== 読解用抜粋 ==
当記事は、直近一週間の間に指された将棋の中から、思わず唸らされる妙手を紹介するコーナーです。それでは、さっそく見ていきましょう。

なお、前回の内容は、以下の記事をどうぞ。
妙手 AI今週の妙手! ベスト3(2021年5月第5週)

注意事項

・直近一週間に行われた対局の中からセレクトしています。ただし、全ての対局の棋譜に目を通している訳ではありません。ご了承ください。

 

・文中に登場するプレイヤーの肩書は、全て対局当時のものです。また、プレイヤーの名称が長い場合は、適宜省略・変更させて頂きます。ご理解頂けると幸いです。

 

・妙手の基準及び選考の基準は、あくまで筆者の独断と偏見に過ぎません。また、ここで取り上げなかった手を評価していないという訳でもありません。それらを踏まえた上で、記事をお楽しみくださいませ。

今週の妙手! ベスト3
(2021.5/30~6/5)

 

第3位

 

初めに紹介するのは、こちらの将棋です。本局は相掛かりから後手が7筋の歩を取らせる作戦を採用し、以下の局面を迎えました。(第1図)

コンピュータ将棋 妙手

2021.6.5 ▲40b_n017d_RTX3070 VS △Ryfamate_wcsc31_TR2950X-RTX3090(棋譜はこちら

こういった局面は、相掛かりの序盤においてよく見かける形ですね。

まだまだ駒組みが続きそうにも思えましたが、先手は意外な一手を選び、良さを求めに行ったのでした。

40b_n017d_RTX3070が指した手は、▲7六歩です!

今週の妙手

角道の歩を突いたのが強気な妙手でした!


 

 

今週の妙手

相手の銀が出てくる場所の歩を突いているので、ギョッとする一手ですね。7六に銀を進ませるのは利敵行為に思えますが、これが細かい配置の綾を巧みに利用した一着なのです。

今週の妙手

さて、後手はもちろん△7六同銀と応じるでしょう。対する先手は、▲2二角成△同銀▲7四歩と反撃します。

先手は銀だけでなく、桂も呼び込もうとしているので非常に豪胆ですね。しかし、これが優位を掴む機敏な手順でした。(途中図)

妙手 将棋

後手としては、△6五桂が成立すれば話が旨いですね。けれども、これには▲7三角△同金▲同歩成と踏み込む手が鋭く、先手の優位が確固たるものになります。(A図)

== 提供データ ==
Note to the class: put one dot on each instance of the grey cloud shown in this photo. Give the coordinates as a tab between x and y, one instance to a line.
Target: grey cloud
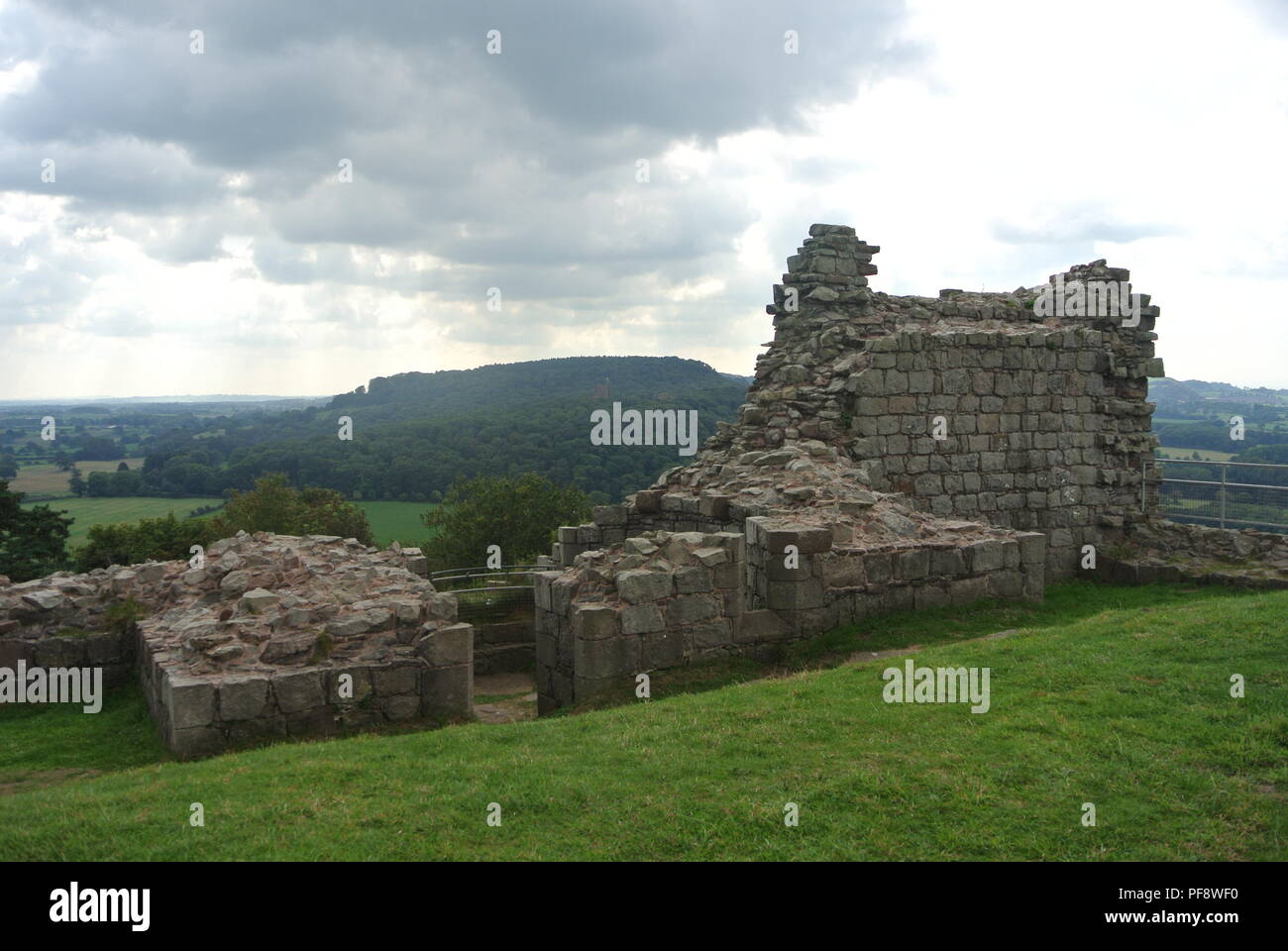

== 練習問題 ==
1 - 本文から、「なお、前回の内容は、以下の記事をどうぞ。」から「記事をお楽しみくださいませ。」までを、両端の語句も含めて一字一句そのまま抜き出してください。
2 - 本文について、次の問いに答えてください。
(a) 今回取り上げている期間はいつからいつまでですか?
(b) 第3位の対局で、40b_n017d_RTX3070が指した手は何ですか?
(c) 後手の△6五桂に対して、先手の優位を確固たるものにする手順は何ですか?
データには頼らず、本文の記述だけを根拠にしてください。

== 解答一覧 ==
1 -
なお、前回の内容は、以下の記事をどうぞ。
妙手 AI今週の妙手! ベスト3(2021年5月第5週)

注意事項

・直近一週間に行われた対局の中からセレクトしています。ただし、全ての対局の棋譜に目を通している訳ではありません。ご了承ください。

 

・文中に登場するプレイヤーの肩書は、全て対局当時のものです。また、プレイヤーの名称が長い場合は、適宜省略・変更させて頂きます。ご理解頂けると幸いです。

 

・妙手の基準及び選考の基準は、あくまで筆者の独断と偏見に過ぎません。また、ここで取り上げなかった手を評価していないという訳でもありません。それらを踏まえた上で、記事をお楽しみくださいませ。

2 -
(a) 2021.5/30~6/5
(b) ▲7六歩
(c) ▲7三角△同金▲同歩成